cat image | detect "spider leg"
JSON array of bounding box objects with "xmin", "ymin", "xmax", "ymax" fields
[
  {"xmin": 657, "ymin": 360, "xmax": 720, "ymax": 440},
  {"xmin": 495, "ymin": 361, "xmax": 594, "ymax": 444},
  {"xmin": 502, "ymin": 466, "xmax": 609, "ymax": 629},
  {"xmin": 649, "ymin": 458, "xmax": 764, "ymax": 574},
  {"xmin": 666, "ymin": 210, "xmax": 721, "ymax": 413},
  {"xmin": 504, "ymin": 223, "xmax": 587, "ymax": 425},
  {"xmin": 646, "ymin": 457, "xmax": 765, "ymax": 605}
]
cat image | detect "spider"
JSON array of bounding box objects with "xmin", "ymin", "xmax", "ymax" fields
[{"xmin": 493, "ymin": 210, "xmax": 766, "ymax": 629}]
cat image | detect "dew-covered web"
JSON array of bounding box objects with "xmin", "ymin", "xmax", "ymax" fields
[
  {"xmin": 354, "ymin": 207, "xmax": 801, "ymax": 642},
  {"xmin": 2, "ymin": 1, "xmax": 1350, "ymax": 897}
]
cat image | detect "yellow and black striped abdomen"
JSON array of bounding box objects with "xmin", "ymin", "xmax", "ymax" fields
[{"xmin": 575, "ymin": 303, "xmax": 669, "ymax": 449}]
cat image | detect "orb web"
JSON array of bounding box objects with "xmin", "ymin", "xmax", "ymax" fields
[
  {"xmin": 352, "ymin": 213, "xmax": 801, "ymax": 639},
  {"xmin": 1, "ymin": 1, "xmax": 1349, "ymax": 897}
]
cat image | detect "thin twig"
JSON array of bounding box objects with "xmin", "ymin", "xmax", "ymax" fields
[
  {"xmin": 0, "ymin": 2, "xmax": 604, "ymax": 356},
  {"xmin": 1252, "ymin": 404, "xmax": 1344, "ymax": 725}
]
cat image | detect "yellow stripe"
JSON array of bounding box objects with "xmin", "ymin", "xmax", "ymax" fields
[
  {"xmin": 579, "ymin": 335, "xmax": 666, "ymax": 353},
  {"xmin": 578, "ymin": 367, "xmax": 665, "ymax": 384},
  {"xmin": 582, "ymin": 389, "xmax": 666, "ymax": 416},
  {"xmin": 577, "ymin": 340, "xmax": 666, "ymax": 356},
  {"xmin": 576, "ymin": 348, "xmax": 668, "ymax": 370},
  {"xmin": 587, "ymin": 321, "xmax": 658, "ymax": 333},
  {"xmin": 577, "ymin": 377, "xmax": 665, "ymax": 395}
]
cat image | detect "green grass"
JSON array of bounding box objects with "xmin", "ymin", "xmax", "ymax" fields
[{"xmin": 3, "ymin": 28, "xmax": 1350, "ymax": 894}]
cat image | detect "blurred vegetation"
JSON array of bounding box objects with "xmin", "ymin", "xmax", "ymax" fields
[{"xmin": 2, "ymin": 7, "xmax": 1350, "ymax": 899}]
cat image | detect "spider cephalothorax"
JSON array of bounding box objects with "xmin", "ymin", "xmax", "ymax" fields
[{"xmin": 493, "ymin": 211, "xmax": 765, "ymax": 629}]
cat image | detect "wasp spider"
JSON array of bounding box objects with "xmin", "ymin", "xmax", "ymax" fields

————————

» ACTIVITY
From the first record to the last, copy everything exactly.

» WRITTEN RESPONSE
cat image | detect "spider leg"
JSON array of bounding box objects with "xmin", "ymin", "xmax", "ymax" fields
[
  {"xmin": 657, "ymin": 360, "xmax": 720, "ymax": 440},
  {"xmin": 495, "ymin": 361, "xmax": 594, "ymax": 444},
  {"xmin": 502, "ymin": 466, "xmax": 609, "ymax": 629},
  {"xmin": 649, "ymin": 458, "xmax": 764, "ymax": 574},
  {"xmin": 666, "ymin": 210, "xmax": 721, "ymax": 413},
  {"xmin": 504, "ymin": 223, "xmax": 587, "ymax": 425},
  {"xmin": 646, "ymin": 457, "xmax": 765, "ymax": 605}
]
cat image | detect "spider"
JSON array of bounding box objects with "xmin", "ymin", "xmax", "ymax" fields
[{"xmin": 493, "ymin": 210, "xmax": 766, "ymax": 629}]
cat image | detect "dew-covered web"
JSON array of bounding box objects with "xmin", "ymin", "xmax", "ymax" fields
[
  {"xmin": 354, "ymin": 207, "xmax": 801, "ymax": 642},
  {"xmin": 2, "ymin": 1, "xmax": 1350, "ymax": 897}
]
cat image | detect "yellow and black striped abdomen"
JSON array of bounding box objects with "xmin", "ymin", "xmax", "ymax" fields
[{"xmin": 575, "ymin": 303, "xmax": 669, "ymax": 449}]
cat image | detect "orb web"
JSON array of bounding box objects with "xmin", "ymin", "xmax", "ymax" fields
[
  {"xmin": 352, "ymin": 213, "xmax": 801, "ymax": 639},
  {"xmin": 1, "ymin": 1, "xmax": 1349, "ymax": 897}
]
cat image | detect "thin twig"
JSON array of bounding box objects with "xmin", "ymin", "xmax", "ymax" fields
[
  {"xmin": 0, "ymin": 2, "xmax": 604, "ymax": 356},
  {"xmin": 1252, "ymin": 404, "xmax": 1344, "ymax": 725}
]
cat image | detect "yellow stripe"
JSON array of bounding box objects with "xmin", "ymin", "xmax", "ymax" fields
[
  {"xmin": 579, "ymin": 335, "xmax": 666, "ymax": 353},
  {"xmin": 578, "ymin": 367, "xmax": 665, "ymax": 384},
  {"xmin": 582, "ymin": 389, "xmax": 666, "ymax": 416},
  {"xmin": 577, "ymin": 340, "xmax": 666, "ymax": 356},
  {"xmin": 576, "ymin": 348, "xmax": 668, "ymax": 370},
  {"xmin": 587, "ymin": 321, "xmax": 658, "ymax": 333},
  {"xmin": 577, "ymin": 377, "xmax": 665, "ymax": 395}
]
cat image | detect "green grass"
JSON array of bounding box objects with "xmin", "ymin", "xmax", "ymax" fields
[{"xmin": 3, "ymin": 28, "xmax": 1350, "ymax": 894}]
cat image | detect "blurred vegetation"
JSON array of bounding box objects with "xmin", "ymin", "xmax", "ymax" fields
[{"xmin": 2, "ymin": 7, "xmax": 1350, "ymax": 899}]
cat image | detect "spider cephalothorax"
JSON array of bounding box objects with "xmin", "ymin", "xmax", "ymax" fields
[{"xmin": 493, "ymin": 211, "xmax": 765, "ymax": 629}]
cat image | detect "wasp spider"
JSON array of bounding box objects with "xmin", "ymin", "xmax", "ymax" fields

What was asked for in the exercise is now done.